Challenge =>
Add 31 to each x and y coordinate value, then write out again the rows from the line with "the car's rear" up to and including the line with "of the asphalt", with the requests kept in. Give only those lines.

Stored records =>
::::::

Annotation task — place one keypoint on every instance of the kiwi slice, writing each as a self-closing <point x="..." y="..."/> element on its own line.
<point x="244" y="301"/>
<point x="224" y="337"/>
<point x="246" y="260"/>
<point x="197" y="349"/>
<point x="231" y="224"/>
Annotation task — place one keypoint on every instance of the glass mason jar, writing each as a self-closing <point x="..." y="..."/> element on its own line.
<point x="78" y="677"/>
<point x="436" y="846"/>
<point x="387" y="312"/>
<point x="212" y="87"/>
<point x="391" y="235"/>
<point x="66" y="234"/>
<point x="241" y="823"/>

::::::

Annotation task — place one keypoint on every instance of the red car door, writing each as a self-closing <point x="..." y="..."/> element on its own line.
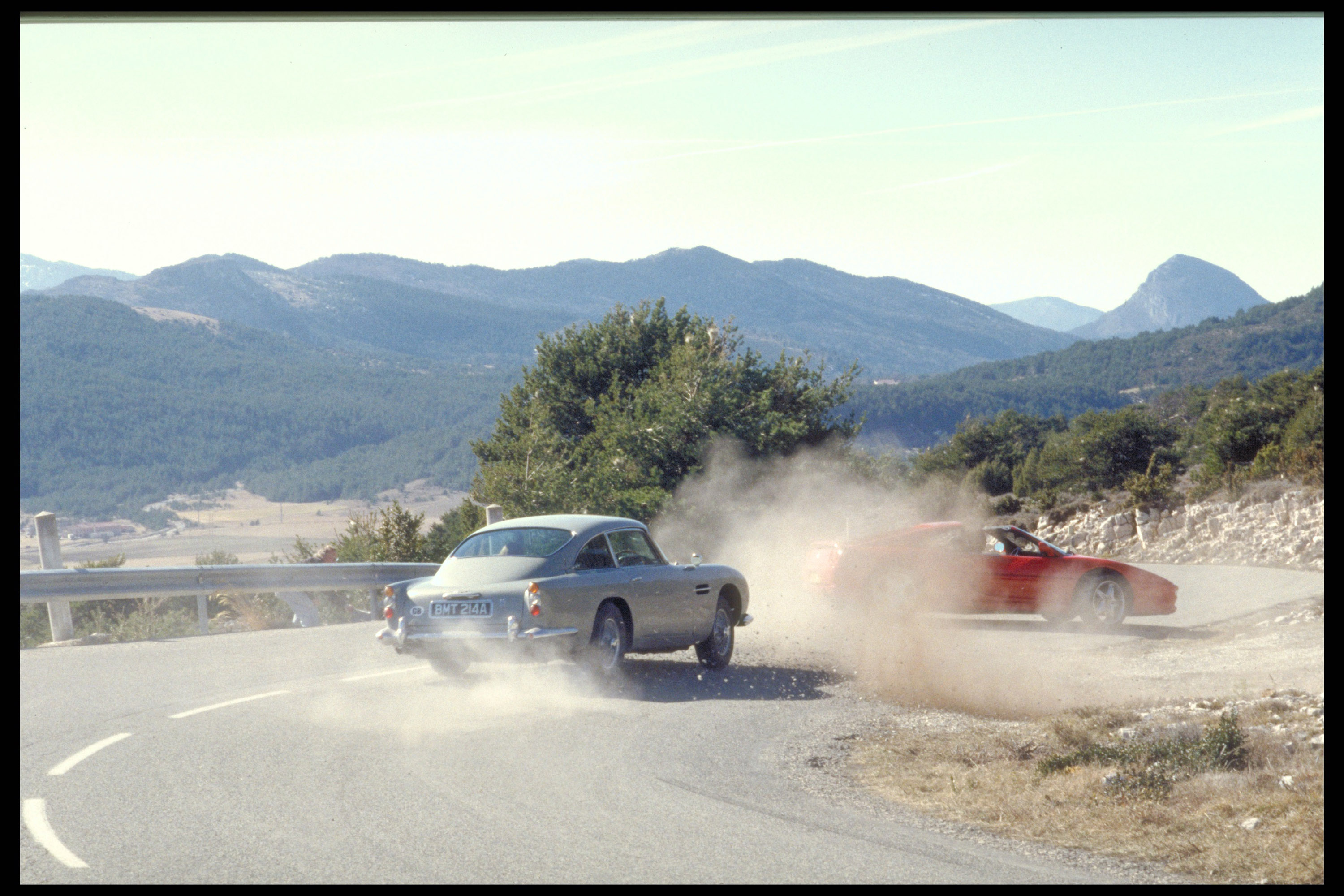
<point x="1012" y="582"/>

::::::

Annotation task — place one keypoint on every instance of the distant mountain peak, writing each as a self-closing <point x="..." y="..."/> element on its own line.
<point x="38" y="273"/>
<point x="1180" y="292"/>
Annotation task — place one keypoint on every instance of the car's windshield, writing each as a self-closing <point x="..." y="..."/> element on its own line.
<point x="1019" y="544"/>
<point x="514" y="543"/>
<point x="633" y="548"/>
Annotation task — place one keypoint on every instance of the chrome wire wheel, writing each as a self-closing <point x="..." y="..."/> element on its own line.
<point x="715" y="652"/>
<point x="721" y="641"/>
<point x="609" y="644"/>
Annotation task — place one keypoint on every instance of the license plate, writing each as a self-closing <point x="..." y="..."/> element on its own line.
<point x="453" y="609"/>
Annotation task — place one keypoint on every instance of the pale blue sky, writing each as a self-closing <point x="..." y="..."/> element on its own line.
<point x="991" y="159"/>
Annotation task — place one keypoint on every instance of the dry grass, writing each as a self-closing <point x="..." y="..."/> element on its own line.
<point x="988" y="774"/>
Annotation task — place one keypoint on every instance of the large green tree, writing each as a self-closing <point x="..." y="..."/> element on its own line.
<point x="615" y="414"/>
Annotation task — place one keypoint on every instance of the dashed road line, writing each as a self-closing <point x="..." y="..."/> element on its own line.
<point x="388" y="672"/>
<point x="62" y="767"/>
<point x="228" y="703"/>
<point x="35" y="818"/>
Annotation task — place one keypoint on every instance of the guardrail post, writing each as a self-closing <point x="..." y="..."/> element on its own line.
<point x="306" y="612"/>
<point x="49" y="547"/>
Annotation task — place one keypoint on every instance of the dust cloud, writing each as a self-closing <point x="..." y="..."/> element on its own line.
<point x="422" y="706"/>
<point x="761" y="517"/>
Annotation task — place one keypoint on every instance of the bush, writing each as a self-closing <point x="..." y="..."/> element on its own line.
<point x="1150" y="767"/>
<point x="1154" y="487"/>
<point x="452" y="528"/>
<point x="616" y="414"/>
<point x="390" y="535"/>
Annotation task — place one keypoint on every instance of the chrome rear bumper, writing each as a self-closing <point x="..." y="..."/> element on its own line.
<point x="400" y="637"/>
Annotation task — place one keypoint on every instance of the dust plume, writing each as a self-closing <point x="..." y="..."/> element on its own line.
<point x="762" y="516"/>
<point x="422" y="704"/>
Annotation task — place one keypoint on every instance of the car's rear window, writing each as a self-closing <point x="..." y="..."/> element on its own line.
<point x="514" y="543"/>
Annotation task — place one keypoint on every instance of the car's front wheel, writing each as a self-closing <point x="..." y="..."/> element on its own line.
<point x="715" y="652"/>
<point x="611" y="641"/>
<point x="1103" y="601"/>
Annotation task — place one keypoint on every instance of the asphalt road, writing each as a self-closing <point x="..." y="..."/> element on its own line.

::::::

Solution for this problem =>
Annotation task — place one keypoint on every instance of the car's rear window, writing each as a self-closing <point x="..." y="..."/> element on its own line.
<point x="545" y="574"/>
Annotation task — place one keypoint on every instance of the car's front wheel, writing each as a self-closing <point x="..." y="..."/> element on its own line.
<point x="746" y="683"/>
<point x="642" y="672"/>
<point x="1134" y="632"/>
Annotation task — place one keypoint on every instance of the asphalt road, writing each as a self-closing <point x="..." y="..."/> element on its own line.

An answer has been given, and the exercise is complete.